# RAW DATA
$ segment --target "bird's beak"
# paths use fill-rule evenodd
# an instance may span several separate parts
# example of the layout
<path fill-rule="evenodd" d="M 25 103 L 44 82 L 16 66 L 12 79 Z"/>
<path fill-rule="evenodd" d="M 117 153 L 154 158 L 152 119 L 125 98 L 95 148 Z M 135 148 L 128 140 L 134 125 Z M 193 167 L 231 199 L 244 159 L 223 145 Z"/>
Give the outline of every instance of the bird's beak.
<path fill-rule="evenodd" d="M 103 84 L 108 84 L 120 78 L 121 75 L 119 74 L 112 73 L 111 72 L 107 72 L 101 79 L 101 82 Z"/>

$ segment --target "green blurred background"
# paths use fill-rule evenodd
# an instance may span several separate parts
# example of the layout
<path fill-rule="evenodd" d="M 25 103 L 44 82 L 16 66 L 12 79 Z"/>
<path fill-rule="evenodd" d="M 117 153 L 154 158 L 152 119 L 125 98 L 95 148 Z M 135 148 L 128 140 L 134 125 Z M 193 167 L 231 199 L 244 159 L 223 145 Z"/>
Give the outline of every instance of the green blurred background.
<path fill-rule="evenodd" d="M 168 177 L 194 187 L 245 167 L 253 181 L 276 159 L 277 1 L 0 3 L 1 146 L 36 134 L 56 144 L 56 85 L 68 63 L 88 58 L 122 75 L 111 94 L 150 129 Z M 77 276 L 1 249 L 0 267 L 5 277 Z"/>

# WHAT IS EXPECTED
Convert every line of the material above into a JSON array of strings, one string per line, omitting blank lines.

# SOLUTION TO THIS EXERCISE
[
  "$ segment --target \"bird's beak\"",
  "# paths use fill-rule evenodd",
  "# an instance may span several separate parts",
  "# example of the layout",
  "<path fill-rule=\"evenodd\" d=\"M 25 103 L 44 82 L 16 66 L 12 79 Z\"/>",
  "<path fill-rule=\"evenodd\" d=\"M 117 153 L 154 158 L 152 119 L 125 98 L 95 148 Z M 135 148 L 128 140 L 134 125 Z M 193 167 L 231 199 L 244 159 L 223 145 Z\"/>",
  "Give the outline of every instance of the bird's beak.",
  "<path fill-rule=\"evenodd\" d=\"M 103 84 L 108 84 L 120 78 L 121 75 L 119 74 L 112 73 L 111 72 L 107 72 L 101 79 L 101 82 Z\"/>",
  "$ segment --target \"green blurred background\"",
  "# paths use fill-rule evenodd",
  "# an instance may span several separate parts",
  "# example of the layout",
  "<path fill-rule=\"evenodd\" d=\"M 25 103 L 44 82 L 16 66 L 12 79 Z\"/>",
  "<path fill-rule=\"evenodd\" d=\"M 117 153 L 154 158 L 152 119 L 125 98 L 95 148 Z M 135 148 L 128 140 L 134 125 Z M 193 167 L 231 199 L 244 159 L 223 145 Z\"/>",
  "Give the outline of every instance of the green blurred background.",
  "<path fill-rule=\"evenodd\" d=\"M 168 177 L 194 187 L 245 167 L 253 181 L 276 159 L 277 1 L 0 3 L 1 146 L 36 134 L 56 144 L 56 85 L 68 63 L 88 58 L 122 75 L 111 94 L 150 129 Z M 77 276 L 1 249 L 0 267 L 5 277 Z\"/>"
]